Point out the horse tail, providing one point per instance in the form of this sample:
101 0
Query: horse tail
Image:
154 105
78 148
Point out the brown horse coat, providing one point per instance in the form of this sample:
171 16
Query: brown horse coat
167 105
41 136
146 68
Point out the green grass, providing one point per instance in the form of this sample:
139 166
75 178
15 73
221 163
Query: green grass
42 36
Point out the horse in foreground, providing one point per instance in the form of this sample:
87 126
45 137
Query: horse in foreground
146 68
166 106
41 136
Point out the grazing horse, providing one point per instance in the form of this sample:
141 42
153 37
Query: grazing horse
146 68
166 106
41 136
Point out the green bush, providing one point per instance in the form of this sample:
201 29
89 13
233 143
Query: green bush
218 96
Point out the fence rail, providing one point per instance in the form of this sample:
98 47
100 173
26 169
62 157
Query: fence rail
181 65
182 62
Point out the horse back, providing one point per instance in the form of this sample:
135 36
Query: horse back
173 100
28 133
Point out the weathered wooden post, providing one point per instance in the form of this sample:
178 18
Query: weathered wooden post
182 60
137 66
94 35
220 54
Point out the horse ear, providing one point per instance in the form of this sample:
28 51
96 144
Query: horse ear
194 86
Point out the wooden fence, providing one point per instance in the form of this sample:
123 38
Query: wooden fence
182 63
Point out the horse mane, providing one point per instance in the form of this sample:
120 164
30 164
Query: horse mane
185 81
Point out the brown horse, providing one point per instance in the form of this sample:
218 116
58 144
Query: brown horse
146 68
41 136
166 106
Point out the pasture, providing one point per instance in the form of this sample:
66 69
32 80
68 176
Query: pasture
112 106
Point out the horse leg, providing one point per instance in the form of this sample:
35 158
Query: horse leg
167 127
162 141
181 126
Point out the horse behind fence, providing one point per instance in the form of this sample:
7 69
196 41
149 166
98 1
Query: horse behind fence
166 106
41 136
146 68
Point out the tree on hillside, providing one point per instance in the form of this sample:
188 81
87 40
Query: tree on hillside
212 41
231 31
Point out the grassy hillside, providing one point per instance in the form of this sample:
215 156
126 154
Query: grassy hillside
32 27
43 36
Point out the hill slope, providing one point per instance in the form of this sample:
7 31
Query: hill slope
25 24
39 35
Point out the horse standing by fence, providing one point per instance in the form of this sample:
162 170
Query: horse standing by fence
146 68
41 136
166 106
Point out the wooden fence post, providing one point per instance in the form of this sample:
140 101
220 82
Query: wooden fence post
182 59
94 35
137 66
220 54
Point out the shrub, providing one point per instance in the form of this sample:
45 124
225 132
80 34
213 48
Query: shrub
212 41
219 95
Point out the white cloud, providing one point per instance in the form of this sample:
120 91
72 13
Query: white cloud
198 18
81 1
================================
* _Aim_
Write out all the entries exactly.

* _Reply_
Point out the horse tail, providing one point per instance in the form of this sample:
101 0
Query: horse tail
Image:
154 105
78 148
Point out the brown horse coat, providing one point per instance in the form of this sample:
171 16
Query: brown horse coat
167 105
41 136
146 68
Point out the green grass, providing one point per instance in the form of this sample:
139 166
75 178
15 73
221 163
Query: green grass
42 36
Point out the horse in foreground, providing one point per instance in the form of this sample:
87 126
45 137
Query: horse in foreground
146 68
166 106
41 136
Point out the grazing horse, providing one point per instance in the form of this sample:
141 42
153 37
Query: grazing horse
146 68
166 106
41 136
Point out the green bush, providing one point per instance in the form of this sample:
201 29
89 13
233 143
Query: green bush
218 96
Point out the fence rail, providing one point per instance in the form of this sample:
98 47
100 173
26 169
62 157
Query: fence rail
181 65
182 62
Point out the horse back, providing one point per instance in the form of this sample:
135 36
Query: horse back
173 100
28 133
Point out the weathered wooden post, providing one point per instance in the form of this sample:
178 18
Query: weathered wooden post
182 60
137 66
94 35
220 54
Point out the horse ear, providing one point per instance in the form of this sample:
28 51
96 144
Query: horse ear
194 86
Point out the wooden fence, providing one point per instance in the form of this sample:
123 38
Query: wooden fence
182 63
Point out the horse mane, providing one point per instance in the form of this sample:
120 164
30 164
Query: horse mane
185 81
Point out the brown horse, providing one point per instance in the form of this sample:
218 116
58 144
Query: brown horse
146 68
41 136
166 106
Point out the pasture, providing one point per instance in the form of this sample:
66 69
32 80
68 176
Query: pasture
112 106
Point out the horse leg, providing one point per instance in the form of this sample:
35 158
Query: horse leg
167 127
162 141
181 126
Point out the horse behind fence, providing one point per instance in the form of this sample:
7 69
196 41
149 166
98 1
Query: horse behind fence
166 106
41 136
146 68
Point out the tree on hillside, providing one point per instance in the form of this sample:
188 81
87 40
Query: tree on hillside
212 41
231 31
Point out the grassy hillside, providing one point per instance in the form of this sample:
215 156
126 154
Query: grassy hillside
32 27
43 36
Point out the hill slope, providing one point per instance in the form of this sample:
7 31
Query: hill slope
25 24
39 35
Point out the horse standing by fence, providing one point per instance in the form of this sample:
162 170
Query: horse standing by fence
146 68
41 136
166 106
Point out the wooden fence post, providing one point per instance in the form of this sample:
140 101
220 82
Query: wooden fence post
182 59
94 35
137 66
220 54
Point out the shrub, providing one point per instance in the form of this sample:
45 124
225 132
80 34
213 48
Query: shrub
212 41
219 95
Point out the white cloud, providing one point per instance in the form of this sample:
120 91
72 13
Query: white cloud
198 18
81 1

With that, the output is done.